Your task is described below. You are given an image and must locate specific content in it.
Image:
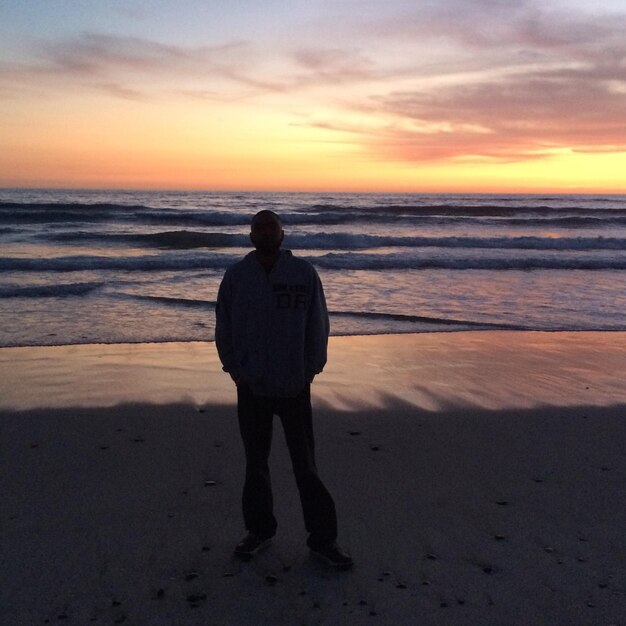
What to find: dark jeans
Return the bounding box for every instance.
[237,385,337,548]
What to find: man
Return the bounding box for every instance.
[215,210,352,568]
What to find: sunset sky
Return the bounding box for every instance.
[0,0,626,192]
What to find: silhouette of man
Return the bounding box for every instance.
[215,210,352,568]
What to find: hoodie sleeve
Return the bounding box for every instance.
[215,270,239,376]
[304,269,330,382]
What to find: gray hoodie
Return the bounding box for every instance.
[215,250,329,397]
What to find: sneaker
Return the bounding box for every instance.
[310,543,354,569]
[235,533,272,559]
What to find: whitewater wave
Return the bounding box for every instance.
[46,230,626,250]
[0,202,626,228]
[0,252,626,272]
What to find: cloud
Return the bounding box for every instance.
[0,33,284,99]
[306,0,626,161]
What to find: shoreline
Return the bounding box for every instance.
[0,322,626,350]
[0,330,626,411]
[0,331,626,626]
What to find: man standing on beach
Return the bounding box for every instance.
[215,210,352,568]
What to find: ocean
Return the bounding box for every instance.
[0,189,626,347]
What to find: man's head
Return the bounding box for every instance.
[250,209,285,255]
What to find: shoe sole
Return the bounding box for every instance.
[235,537,272,560]
[309,548,354,571]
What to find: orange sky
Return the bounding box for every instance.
[0,0,626,192]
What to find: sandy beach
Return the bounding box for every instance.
[0,331,626,626]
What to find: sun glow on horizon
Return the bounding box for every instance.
[0,0,626,193]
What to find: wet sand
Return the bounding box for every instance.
[0,332,626,625]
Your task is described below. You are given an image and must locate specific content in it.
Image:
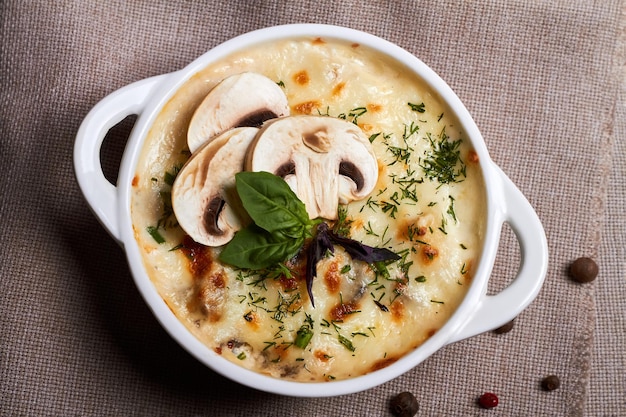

━━━

#### [과제 내용]
위의 기록 전체를 한 글자도 바꾸지 말고 그대로 옮겨 적으세요. 그림은 답에 넣지 마세요.

#### [과제 답안]
Your task is described below. You are given an image and must locate specific content in it.
Image:
What to find: dark jeans
Return the bounding box for every instance.
[237,385,337,548]
What to find: man
Return the bounding box for every instance.
[215,210,352,568]
What to find: sunset sky
Return the bounding box for every instance.
[0,0,626,192]
What to find: silhouette of man
Return the bounding box for every instance.
[215,210,352,568]
What to find: hoodie sleeve
Return the bounding box for every instance.
[215,270,239,376]
[304,269,330,382]
What to find: gray hoodie
Return the bounding box for every instance.
[215,250,329,397]
What to find: sneaker
Return the bounding box for every instance.
[310,543,354,569]
[235,533,272,559]
What to find: whitewater wave
Return the bounding box for every instance.
[46,230,626,250]
[0,202,626,228]
[0,252,626,272]
What to find: cloud
Return the bounding box for every instance.
[0,33,284,99]
[306,0,626,161]
What to find: shoreline
Return the bounding box for every instance.
[0,322,626,350]
[0,330,626,411]
[0,331,626,626]
What to find: man standing on beach
Return the bounding box for every instance.
[215,210,352,568]
What to find: ocean
Return the bounding box for every instance.
[0,189,626,347]
What to find: man's head
Return the bounding box for every instance.
[250,209,285,255]
What to find: shoe sole
Return the bounding box for every instance.
[235,537,272,560]
[309,548,354,571]
What to find: orange sky
Return the bounding box for every instance.
[0,0,626,192]
What to find: sandy beach
Return the bounding box for every instance.
[0,331,626,626]
What to find: sun glow on horizon
Return the bounding box for every instance.
[0,0,626,193]
What to find: wet sand
Return the bounding box for every instance.
[0,332,626,625]
Your task is described below. You are given an image and must locate specific content in it.
Image:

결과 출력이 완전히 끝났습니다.